* Begin Data *

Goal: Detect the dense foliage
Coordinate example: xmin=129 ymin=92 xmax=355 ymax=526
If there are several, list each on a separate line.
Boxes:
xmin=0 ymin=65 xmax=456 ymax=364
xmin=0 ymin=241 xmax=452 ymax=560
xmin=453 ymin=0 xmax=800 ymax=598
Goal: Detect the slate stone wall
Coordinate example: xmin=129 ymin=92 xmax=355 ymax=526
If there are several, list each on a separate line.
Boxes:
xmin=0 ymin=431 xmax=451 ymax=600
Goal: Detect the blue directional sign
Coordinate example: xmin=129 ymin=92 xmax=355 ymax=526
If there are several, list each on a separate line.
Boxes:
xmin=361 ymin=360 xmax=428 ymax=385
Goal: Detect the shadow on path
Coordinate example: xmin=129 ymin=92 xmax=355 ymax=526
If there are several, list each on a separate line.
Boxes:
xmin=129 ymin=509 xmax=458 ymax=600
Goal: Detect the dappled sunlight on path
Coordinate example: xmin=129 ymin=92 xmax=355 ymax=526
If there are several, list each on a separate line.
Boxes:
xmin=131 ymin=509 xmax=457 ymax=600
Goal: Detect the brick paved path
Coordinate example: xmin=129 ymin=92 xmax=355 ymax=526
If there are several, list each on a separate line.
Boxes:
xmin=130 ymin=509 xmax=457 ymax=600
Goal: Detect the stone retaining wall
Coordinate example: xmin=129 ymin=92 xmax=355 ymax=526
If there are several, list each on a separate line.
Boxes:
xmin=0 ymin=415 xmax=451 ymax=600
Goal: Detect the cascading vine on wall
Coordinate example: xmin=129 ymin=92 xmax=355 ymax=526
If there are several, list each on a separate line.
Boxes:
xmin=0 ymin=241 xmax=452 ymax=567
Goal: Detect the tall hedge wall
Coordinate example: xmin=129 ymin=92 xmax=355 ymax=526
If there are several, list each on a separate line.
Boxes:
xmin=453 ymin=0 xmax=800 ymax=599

* End Data *

→ **Your goal**:
Return every line of the items above, unchanged, from the first one through the last.

→ **Full output**:
Goal: Detect the dense foliage
Coordinate example: xmin=129 ymin=92 xmax=355 ymax=526
If there are several, list each on a separate line.
Boxes:
xmin=0 ymin=65 xmax=456 ymax=364
xmin=0 ymin=241 xmax=452 ymax=560
xmin=453 ymin=0 xmax=800 ymax=598
Goal: Detect the slate stone wall
Coordinate example: xmin=129 ymin=92 xmax=355 ymax=526
If there are several, list each on a separate line.
Boxes:
xmin=0 ymin=431 xmax=451 ymax=600
Goal: Detect the blue directional sign
Coordinate example: xmin=129 ymin=92 xmax=355 ymax=526
If there are several, list each on a separate line.
Boxes:
xmin=361 ymin=360 xmax=428 ymax=385
Goal: Detect the shadow on path
Coordinate example: xmin=129 ymin=92 xmax=355 ymax=526
If there are several, list each on a separate line.
Boxes:
xmin=129 ymin=509 xmax=458 ymax=600
Goal: Detect the dappled sunlight on path
Coordinate example: xmin=129 ymin=92 xmax=355 ymax=526
If there are several, list each on a separate line.
Boxes:
xmin=131 ymin=509 xmax=457 ymax=600
Goal: Detect the brick paved path
Coordinate example: xmin=129 ymin=92 xmax=355 ymax=526
If there are several, list each on a separate line.
Boxes:
xmin=130 ymin=509 xmax=457 ymax=600
Goal: Detect the stone retaining wall
Coordinate example: xmin=129 ymin=92 xmax=355 ymax=526
If there are several, list each on a separate line.
Boxes:
xmin=0 ymin=415 xmax=451 ymax=600
Goal: Detect the cascading vine on wall
Coordinate example: xmin=129 ymin=92 xmax=355 ymax=526
If there are several, list each on a separate line.
Boxes:
xmin=0 ymin=241 xmax=452 ymax=567
Goal: Detect the tall hedge wall
Coordinate example: xmin=129 ymin=92 xmax=355 ymax=526
If there are several, list each on a separate line.
Boxes:
xmin=453 ymin=0 xmax=800 ymax=599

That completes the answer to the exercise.